▸ **Lesetext**:
**********

Twilight Zone: Film- und Musiknotizen aus den eher schummrigen Gebieten des
Pop.

8. 5. 2010 - 16:41

Tony Stark Superstar

Protzige Überladenheit hin oder her: "Iron Man 2" rockt wie kaum ein anderer Blockbuster in diesem Frühjahr. Robert Downey Jr. sei Dank.

Irgendwann ist auch mal gut mit all der Nerd-Verherrlichung. Ich darf das sagen, denn meine Schulzeit hat ungefähr so ausgesehen wie die von Peter Parker, Dave Lizewski und James Brennan zusammen.

Aber nachdem sich spätestens in den Nullerjahren, zu meiner damaligen großen Freude, die Freaks und Geeks aus den Comicshops, Plattenläden und Filmsammlerbörsen den Platz auf der Leinwand erobert haben, ist das Ganze ein bisschen eskaliert.

Von der durchschnittlichen Romantic Comedy aus dem Indie-Lager bis zu Megaproduktionen hat man den Eindruck, dass jede Marketingsitzung in Hollywood mit dem gleichen Ergebnis endet: "Binden wir doch die Zielgruppe der schüchternen jungen Sonderlinge direkt in den Film ein, machen wir blasse Buben zu Hauptfiguren."

Und natürlich wachsen diese Figuren, ganz im Drehbuchsinn, letztlich über sich hinaus, sie mutieren zu Verbrecherjägern, dirigieren Riesenroboter, kassieren Coolness-Punkte und kriegen am Ende sogar die Highschool-Schönheit.

"Kick-Ass" trieb kürzlich diesen Trend zu einem sarkastisch-schwarzhumorigen Höhepunkt, viel mehr ist im Augenblick zu verklemmten und hochsympathischen Antihelden nicht zu sagen, finde ich.

Schön also, wieder einmal einen erwachsenen, toughen, schlagfertigen Comic-Actionheroen im Kino zu sehen, der nicht von Mitschülern gemobbt wird oder ängstlich durch den Alltag stolpert. Noch besser, wenn dieser selbstbewusste Lebemann trotzdem genügend Dachschäden und Defekte mitbringt, also einer von uns ist.

Vorhang auf für Tony Stark und "Iron Man 2".

"Iron Man 2"

Marvel

Wir erinnern uns an die Schlusseinstellung von "Iron Man", an die das Sequel nun direkt anknüpft: Da hat sich der Multimilliardär Stark auf einer Pressekonferenz als gepanzerter Superheld geoutet und gleichzeitig dem Waffenhandel abgeschworen.

**********

▸ **Schriftliche Aufgabe A**: Was geschieht laut dem Lesetext in der Schlusseinstellung von „Iron Man“?
▸ **Schriftliche Aufgabe B**: Schreiben Sie den Abschnitt des Lesetexts ab, der bei den Worten „Und natürlich wachsen“ beginnt und nach den Worten „sagen, finde ich.“ endet.
▸ **Schriftliche Aufgabe C**: Prüfen Sie, ob die folgenden Aussagen mit dem Lesetext übereinstimmen. Antworten Sie jeweils mit Ja oder Nein und zitieren Sie die entscheidenden Worte. (i) „Kick-Ass“ hat den Trend zu einem sarkastisch-schwarzhumorigen Höhepunkt getrieben. (ii) Das Sequel setzt erst lange nach dem Ende von „Iron Man“ ein. (iii) Tony Stark ist Multimilliardär.

▸ **Datenblock**:
**********

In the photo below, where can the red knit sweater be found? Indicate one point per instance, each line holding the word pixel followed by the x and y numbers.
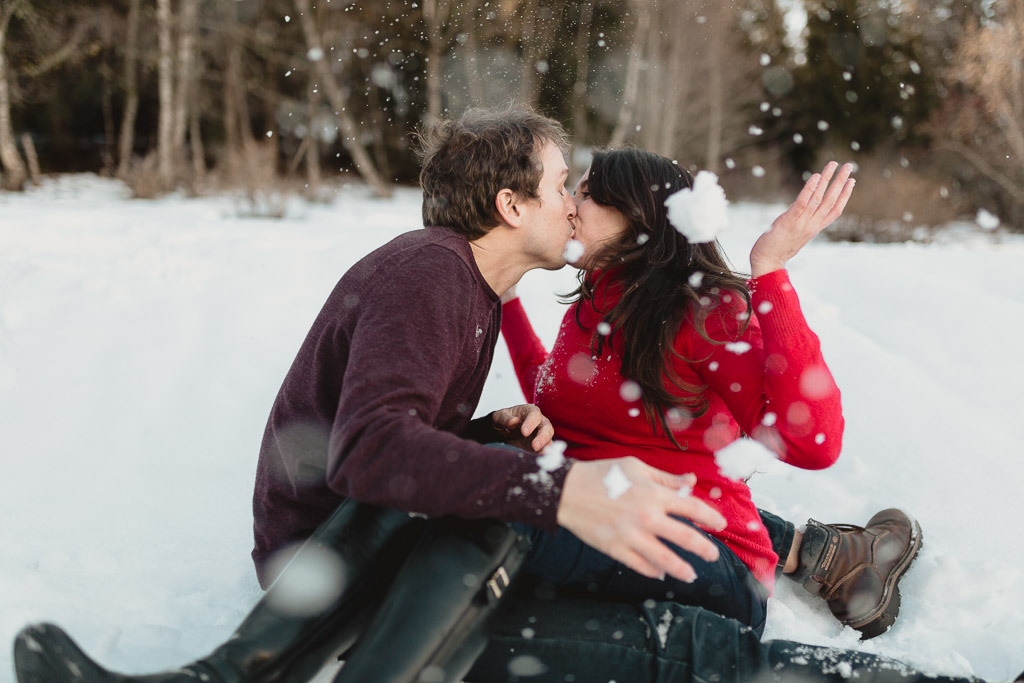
pixel 768 380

**********

▸ **Vollständige Antwort A**: Der Multimilliardär Stark outet sich auf einer Pressekonferenz als gepanzerter Superheld und schwört gleichzeitig dem Waffenhandel ab.

▸ **Vollständige Antwort B**:
Und natürlich wachsen diese Figuren, ganz im Drehbuchsinn, letztlich über sich hinaus, sie mutieren zu Verbrecherjägern, dirigieren Riesenroboter, kassieren Coolness-Punkte und kriegen am Ende sogar die Highschool-Schönheit.

"Kick-Ass" trieb kürzlich diesen Trend zu einem sarkastisch-schwarzhumorigen Höhepunkt, viel mehr ist im Augenblick zu verklemmten und hochsympathischen Antihelden nicht zu sagen, finde ich.

▸ **Vollständige Antwort C**: (i) Ja: „trieb kürzlich diesen Trend zu einem sarkastisch-schwarzhumorigen Höhepunkt“. (ii) Nein: „an die das Sequel nun direkt anknüpft“. (iii) Ja: „der Multimilliardär Stark“.